Give every line of the data below as a JSON list of strings, one string per line, leaving out blank lines.

┌──

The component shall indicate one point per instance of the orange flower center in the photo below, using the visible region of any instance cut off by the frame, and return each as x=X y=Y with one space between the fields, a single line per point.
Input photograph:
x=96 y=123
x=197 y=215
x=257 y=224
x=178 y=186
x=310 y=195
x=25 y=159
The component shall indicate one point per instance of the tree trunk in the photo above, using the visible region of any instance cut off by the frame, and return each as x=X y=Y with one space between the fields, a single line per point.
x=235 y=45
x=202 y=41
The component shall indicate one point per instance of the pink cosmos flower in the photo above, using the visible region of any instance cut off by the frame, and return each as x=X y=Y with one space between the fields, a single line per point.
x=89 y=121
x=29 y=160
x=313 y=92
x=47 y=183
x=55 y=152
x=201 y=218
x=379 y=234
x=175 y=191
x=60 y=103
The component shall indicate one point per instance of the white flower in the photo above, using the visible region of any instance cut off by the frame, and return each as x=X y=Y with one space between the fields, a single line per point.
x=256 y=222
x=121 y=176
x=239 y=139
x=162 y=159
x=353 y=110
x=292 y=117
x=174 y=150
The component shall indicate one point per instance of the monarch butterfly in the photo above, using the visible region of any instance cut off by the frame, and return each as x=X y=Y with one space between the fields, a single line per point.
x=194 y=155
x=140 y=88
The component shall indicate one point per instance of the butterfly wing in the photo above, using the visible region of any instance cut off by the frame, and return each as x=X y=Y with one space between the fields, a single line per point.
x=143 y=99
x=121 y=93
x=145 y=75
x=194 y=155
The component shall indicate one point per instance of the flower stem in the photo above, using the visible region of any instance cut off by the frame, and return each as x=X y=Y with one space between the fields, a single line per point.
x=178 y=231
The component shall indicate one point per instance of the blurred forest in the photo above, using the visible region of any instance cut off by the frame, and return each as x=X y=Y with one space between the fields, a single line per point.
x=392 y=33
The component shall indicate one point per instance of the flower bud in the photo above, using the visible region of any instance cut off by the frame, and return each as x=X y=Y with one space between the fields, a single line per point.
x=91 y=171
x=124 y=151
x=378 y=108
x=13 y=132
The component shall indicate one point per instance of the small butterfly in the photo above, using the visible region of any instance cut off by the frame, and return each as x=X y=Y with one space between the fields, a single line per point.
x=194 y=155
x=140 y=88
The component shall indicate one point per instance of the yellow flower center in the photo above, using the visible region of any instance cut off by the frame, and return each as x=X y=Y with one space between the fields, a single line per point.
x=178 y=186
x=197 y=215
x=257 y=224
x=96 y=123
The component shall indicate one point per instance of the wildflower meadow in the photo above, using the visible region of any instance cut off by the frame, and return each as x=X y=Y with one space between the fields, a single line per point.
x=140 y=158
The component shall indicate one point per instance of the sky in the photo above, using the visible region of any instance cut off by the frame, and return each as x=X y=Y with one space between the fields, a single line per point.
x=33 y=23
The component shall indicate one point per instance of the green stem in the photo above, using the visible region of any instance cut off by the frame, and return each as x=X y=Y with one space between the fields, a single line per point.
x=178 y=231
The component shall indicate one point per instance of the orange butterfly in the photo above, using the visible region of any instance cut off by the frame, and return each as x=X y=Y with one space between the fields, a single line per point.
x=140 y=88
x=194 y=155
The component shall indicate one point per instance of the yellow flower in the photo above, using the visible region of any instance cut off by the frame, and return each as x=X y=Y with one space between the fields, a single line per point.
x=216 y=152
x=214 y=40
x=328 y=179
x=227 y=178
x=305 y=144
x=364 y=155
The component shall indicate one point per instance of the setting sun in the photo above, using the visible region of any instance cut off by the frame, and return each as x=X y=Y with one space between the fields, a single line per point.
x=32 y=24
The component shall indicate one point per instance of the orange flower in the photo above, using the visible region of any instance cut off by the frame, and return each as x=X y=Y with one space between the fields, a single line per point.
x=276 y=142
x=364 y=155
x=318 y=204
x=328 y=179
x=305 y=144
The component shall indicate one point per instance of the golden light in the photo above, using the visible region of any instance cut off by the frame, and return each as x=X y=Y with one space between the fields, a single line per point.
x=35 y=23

└──

→ **Task solution**:
[
  "The component shall indicate one point per instance of the orange flower center in the photo below, using the visible region of any instance cut off by the frame, and return each as x=X y=Y with one space between the fields, a single line per point.",
  "Input photograph:",
  "x=96 y=123",
  "x=197 y=215",
  "x=257 y=224",
  "x=178 y=186",
  "x=310 y=195",
  "x=25 y=159",
  "The component shall indicate one point per instance of the tree trunk in the photo above, using the visible region of any instance cut off by the frame, and return each as x=X y=Y with one space between the fields, a single line per point.",
  "x=235 y=45",
  "x=202 y=41",
  "The component shall indicate one point per instance of the pink cosmos flower in the photo above, using the visible region of any instance cut off by the frame, and return each as x=X y=Y with one space between the fields, a single line per point.",
  "x=89 y=121",
  "x=29 y=160",
  "x=313 y=92",
  "x=47 y=183",
  "x=55 y=152",
  "x=201 y=218",
  "x=379 y=234",
  "x=175 y=191",
  "x=60 y=103",
  "The component shall indicate one point per instance of the white flower in the photo above, using the visible region of any instance cut off by the frame, and return each as x=X y=Y with one space between the fields, a single line per point.",
  "x=256 y=222",
  "x=121 y=176",
  "x=239 y=139",
  "x=162 y=159",
  "x=353 y=110",
  "x=292 y=117",
  "x=174 y=150",
  "The component shall indicate one point per instance of the monarch butterfly in the photo above, using the visible region of any instance cut off by the frame, and return each as x=X y=Y with one space between the fields, a single line per point.",
  "x=194 y=155",
  "x=140 y=88",
  "The component shall indicate one point per instance of the butterfly wing in the photo above, using the visible region of any instance cut off by the frame, and return each as x=X y=Y with one space between the fields, a single line per point.",
  "x=143 y=99",
  "x=121 y=93",
  "x=145 y=75",
  "x=194 y=155",
  "The component shall indicate one point per instance of the flower stem in the photo above, using the visible region of any instance cut off by the frame, and return each as x=X y=Y with one space between the fields, a single line per point.",
  "x=178 y=231",
  "The component shall indicate one point per instance of the blurred forest in the photo above, using the visible region of any instance cut off by the frame, and return each as x=X y=Y with one space between the fields, a single line per point.",
  "x=392 y=33",
  "The component shall indicate one point per instance of the flower bud in the photo above, using the visible region of any instance cut off by the frame, and return each as x=X y=Y with one space between the fields, a single line per point.",
  "x=91 y=171",
  "x=124 y=151",
  "x=378 y=108",
  "x=13 y=132",
  "The component shall indicate one point per instance of the small butterfly in the photo above, using the visible region of any instance cut off by the frame, and return each as x=X y=Y with one space between the fields, a single line per point.",
  "x=194 y=155",
  "x=140 y=88",
  "The component shall indicate one point per instance of the yellow flower center in the photo above, using the visible region of any instance cut off by the frame, and return each as x=X y=Y with one space between the fields, a single line per point.",
  "x=178 y=186",
  "x=197 y=215",
  "x=257 y=224",
  "x=96 y=123",
  "The component shall indicate one point per instance of the wildflower meadow in the photo above, using the visible region of any instance cut off by the frame, and return each as x=X y=Y with one space between the fields, a single line per point.",
  "x=140 y=158",
  "The component shall indicate one point per instance of the sky in the photo above, using the visible region of any instance cut off by the frame, and return each as x=X y=Y with one space between the fields, a single line per point.",
  "x=33 y=23",
  "The component shall indicate one point per instance of the green stem in the photo above, using the visible region of any instance cut off by the frame, and return each as x=X y=Y with one space between the fields, a single line per point.",
  "x=178 y=231",
  "The component shall indicate one point per instance of the orange butterfly in the photo above, using the visible region of any instance cut off by the frame, and return each as x=X y=Y with one space between the fields, a single line per point.",
  "x=140 y=88",
  "x=194 y=155",
  "The component shall indicate one point per instance of the yellow flower in the photo above, using the visible region of any instance cut off by the frame, and return each as x=X y=Y with one space between the fields, a single line per point.",
  "x=216 y=152",
  "x=214 y=40",
  "x=328 y=179",
  "x=227 y=178",
  "x=305 y=144",
  "x=364 y=155",
  "The component shall indicate one point per instance of the setting sun in the photo above, using the visible region of any instance cut off by the frame, and return each as x=X y=Y with one space between the fields, a single line per point.",
  "x=32 y=24",
  "The component shall indicate one point per instance of the orange flower in the photo above, using the visible region of any instance cut off by the frame, and return each as x=X y=Y with one space between the fields, a single line per point.",
  "x=276 y=142",
  "x=364 y=155",
  "x=318 y=204",
  "x=328 y=179",
  "x=305 y=144",
  "The component shall indicate one point per instance of the golden light in the photo above, using the visible region of any instance cut off by the frame, and return each as x=X y=Y with one space between the fields, a single line per point.",
  "x=35 y=23"
]